-- Records shown follows --

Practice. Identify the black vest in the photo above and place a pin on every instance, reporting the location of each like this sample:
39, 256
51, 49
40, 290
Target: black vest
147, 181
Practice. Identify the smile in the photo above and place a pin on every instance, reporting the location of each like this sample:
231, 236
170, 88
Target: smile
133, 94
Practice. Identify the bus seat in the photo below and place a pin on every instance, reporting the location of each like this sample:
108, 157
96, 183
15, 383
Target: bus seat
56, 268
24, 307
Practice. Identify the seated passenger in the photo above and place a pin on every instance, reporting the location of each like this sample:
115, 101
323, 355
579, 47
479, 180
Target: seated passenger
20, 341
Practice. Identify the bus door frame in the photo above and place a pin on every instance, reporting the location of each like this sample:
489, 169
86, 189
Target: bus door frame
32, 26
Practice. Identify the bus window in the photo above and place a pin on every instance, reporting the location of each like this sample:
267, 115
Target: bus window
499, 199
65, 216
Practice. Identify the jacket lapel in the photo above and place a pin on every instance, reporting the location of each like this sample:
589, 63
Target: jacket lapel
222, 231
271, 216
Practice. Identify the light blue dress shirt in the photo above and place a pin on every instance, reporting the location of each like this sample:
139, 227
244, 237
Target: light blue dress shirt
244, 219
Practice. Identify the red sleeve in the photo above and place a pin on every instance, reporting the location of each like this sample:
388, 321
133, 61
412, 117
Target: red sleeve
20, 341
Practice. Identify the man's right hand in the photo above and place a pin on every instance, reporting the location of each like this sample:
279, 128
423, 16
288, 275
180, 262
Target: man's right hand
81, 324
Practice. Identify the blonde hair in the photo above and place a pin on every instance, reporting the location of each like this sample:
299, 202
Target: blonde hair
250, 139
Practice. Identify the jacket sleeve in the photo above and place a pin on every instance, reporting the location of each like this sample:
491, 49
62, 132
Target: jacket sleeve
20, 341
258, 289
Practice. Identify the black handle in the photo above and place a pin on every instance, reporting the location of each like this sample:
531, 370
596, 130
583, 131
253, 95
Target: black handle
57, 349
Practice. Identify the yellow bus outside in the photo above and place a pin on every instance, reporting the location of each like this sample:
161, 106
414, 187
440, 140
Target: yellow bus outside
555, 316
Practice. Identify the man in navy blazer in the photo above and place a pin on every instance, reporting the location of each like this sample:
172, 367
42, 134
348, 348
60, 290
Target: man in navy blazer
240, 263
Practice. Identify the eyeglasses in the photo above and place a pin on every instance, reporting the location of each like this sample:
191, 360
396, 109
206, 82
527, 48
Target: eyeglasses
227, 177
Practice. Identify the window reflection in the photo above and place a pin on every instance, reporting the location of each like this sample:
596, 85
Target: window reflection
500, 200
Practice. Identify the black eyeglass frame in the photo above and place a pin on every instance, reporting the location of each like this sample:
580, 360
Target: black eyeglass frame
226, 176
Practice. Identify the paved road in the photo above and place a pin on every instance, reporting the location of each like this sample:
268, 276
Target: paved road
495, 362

-- Records shown concluded --

- **Problem details**: Every entry should be reproduced word for word.

- **Result of this task**:
Practice. Identify the black vest in the photo above and place a pin on every instance, reporting the location of each like this sample:
39, 256
51, 49
40, 290
Target: black vest
147, 181
Practice. Identify the smile in the photo above and place a pin on every instance, reporting the location of each like this sample:
231, 236
170, 88
Target: smile
133, 94
Practice. Identify the bus seat in the photo below and place a pin on every instance, reporting the location of each like this sample:
108, 157
96, 183
15, 383
Target: bus seat
56, 268
24, 307
Practice. Identify the seated passenger in the photo above and place a pin on every instance, reporting the location of each like this sample:
115, 101
323, 355
579, 47
479, 180
Target: seated passenger
20, 341
Practice. Identify the bus door frame in the photo above and place a pin on every instance, reporting the location of each like this sample:
489, 169
86, 189
Target: bus door frame
32, 26
Practice. Identify the bus window in the photo above and place a pin on every instance, reporting the location of each like this sample:
267, 115
Target: bus window
499, 199
65, 216
Practice. Identify the jacket lapel in the photo above and place a pin on every instance, reporting the location of each like this sample:
589, 63
Target: jacket lapel
222, 231
271, 216
Practice. Identify the light blue dress shirt in the photo above and place a pin on every instance, reporting the location of each like this sample:
139, 227
244, 237
Target: light blue dress shirt
244, 219
Practice. Identify the red sleeve in the photo above and place a pin on every instance, reporting the location of each like this sample:
388, 321
133, 61
412, 117
Target: red sleeve
20, 341
Practice. Identify the man's right hand in the photo above and place a pin on every instance, reporting the location of each like this sample:
279, 128
423, 16
288, 275
180, 262
Target: man's right hand
81, 324
Practice. Identify the blonde hair in the photo above and place a pin on every instance, reporting the location of each like this sample:
299, 202
Target: blonde hair
250, 139
Practice. Identify the jacket sleeve in the photo above and place a pin on every instance, reporting the location of each like this sample:
491, 49
62, 132
Target: jacket sleeve
20, 341
258, 289
Practice. Identify the black handle in the photo above and place a pin on every instance, reporting the location of each like this sample:
531, 370
596, 130
583, 131
253, 95
Target: black handle
57, 349
Practice. Identify the yellow bus outside in the photo above and place a pin on every instance, reporting the location of each like this sample:
161, 106
414, 187
440, 140
Target: yellow bus outside
555, 316
Practice. Identify the man in navy blazer in the photo above and place a pin on every instance, reporting the location of each like this sample:
172, 367
42, 134
348, 348
60, 290
Target: man in navy blazer
240, 263
Practice. Identify the eyeglasses in the photo above and place a pin on every instance, reporting the location of each like this sample:
191, 360
396, 109
206, 82
527, 48
Target: eyeglasses
227, 177
Practice. Identify the window reflection in the photo above and place a pin on every instance, reporting the location of each like this sample:
596, 85
Target: window reflection
500, 200
Practice. Identify the black eyeglass frame in the photo above and place a pin on every instance, reporting the location of each like this sample:
580, 360
Target: black eyeglass frame
226, 176
Practice. Identify the paved road in the photo above and place a pin on every instance, reporting the location of each like this sample:
268, 276
Target: paved road
495, 362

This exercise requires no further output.